● EXERCISE PROMPT: The records that follow must be repeated exactly, except for their pictures.

● DATA TO PROCESS:
- - - - - - -

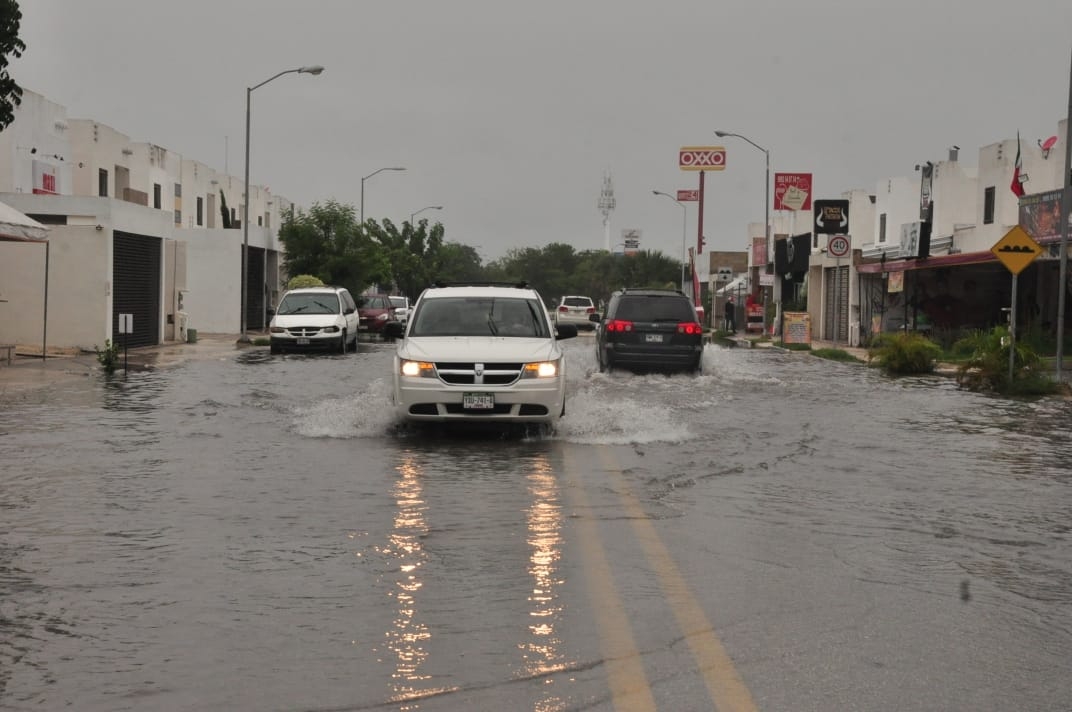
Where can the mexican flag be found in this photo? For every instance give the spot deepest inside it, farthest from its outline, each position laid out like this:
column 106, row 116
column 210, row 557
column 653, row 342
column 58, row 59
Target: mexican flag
column 1017, row 188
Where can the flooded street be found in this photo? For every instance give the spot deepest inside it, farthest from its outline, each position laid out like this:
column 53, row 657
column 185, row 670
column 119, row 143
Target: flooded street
column 783, row 533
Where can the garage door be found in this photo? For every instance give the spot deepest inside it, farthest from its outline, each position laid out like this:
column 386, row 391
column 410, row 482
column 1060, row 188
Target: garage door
column 135, row 269
column 255, row 288
column 835, row 323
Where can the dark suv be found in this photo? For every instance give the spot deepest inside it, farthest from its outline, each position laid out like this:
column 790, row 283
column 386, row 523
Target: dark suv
column 650, row 330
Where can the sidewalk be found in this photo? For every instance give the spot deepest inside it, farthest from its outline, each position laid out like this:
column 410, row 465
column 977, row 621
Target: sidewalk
column 29, row 370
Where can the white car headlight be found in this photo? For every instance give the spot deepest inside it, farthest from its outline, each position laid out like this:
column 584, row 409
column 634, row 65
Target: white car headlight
column 541, row 370
column 417, row 369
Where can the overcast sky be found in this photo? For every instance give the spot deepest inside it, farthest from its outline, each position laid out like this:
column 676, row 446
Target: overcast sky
column 507, row 114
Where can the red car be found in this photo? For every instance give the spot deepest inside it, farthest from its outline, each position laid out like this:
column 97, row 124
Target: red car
column 375, row 311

- - - - - - -

● EXERCISE OUTPUT:
Where can the mexican flag be found in this photo? For every instance give the spot deepest inside it, farthest from its outline, each position laid out like this:
column 106, row 116
column 210, row 557
column 653, row 342
column 58, row 59
Target: mexican flag
column 1017, row 188
Where can the flooded street be found in this photo? For every instance give the spot deepest inside it, farthest from its outline, each position laid out like this:
column 53, row 657
column 185, row 670
column 119, row 143
Target: flooded street
column 783, row 533
Where can the garage door be found in this photo? For every instance give the spot deepest inside it, farthest from its outline, each position laid out like this:
column 386, row 391
column 410, row 482
column 1060, row 188
Target: garage door
column 135, row 269
column 255, row 288
column 835, row 323
Where can the dark suv be found in this photo? For every instance give the spot deepest inside it, farthest from its outline, each position laid out like this:
column 790, row 283
column 386, row 523
Target: dark suv
column 650, row 330
Where can the sidewalk be found in this photo? For every instance give the spot deepest inside it, farthest from its outline, each position laid out like this:
column 410, row 465
column 977, row 621
Target: sidewalk
column 29, row 370
Where can the white car headlight be found in this photo? For every instance give the spot deepest inside it, farthest from its outline, each position laid out like this:
column 584, row 409
column 634, row 65
Target: white car headlight
column 541, row 370
column 417, row 369
Where can the overcast sky be found in this photo? For every instance give the spot deepest inside it, farthest from its outline, each position laid out like this:
column 676, row 446
Target: overcast sky
column 507, row 114
Where can the red car be found in this photo? For every instance give the spot deepest inside it, farthest from its outline, each position laid out like this:
column 97, row 124
Target: red car
column 375, row 311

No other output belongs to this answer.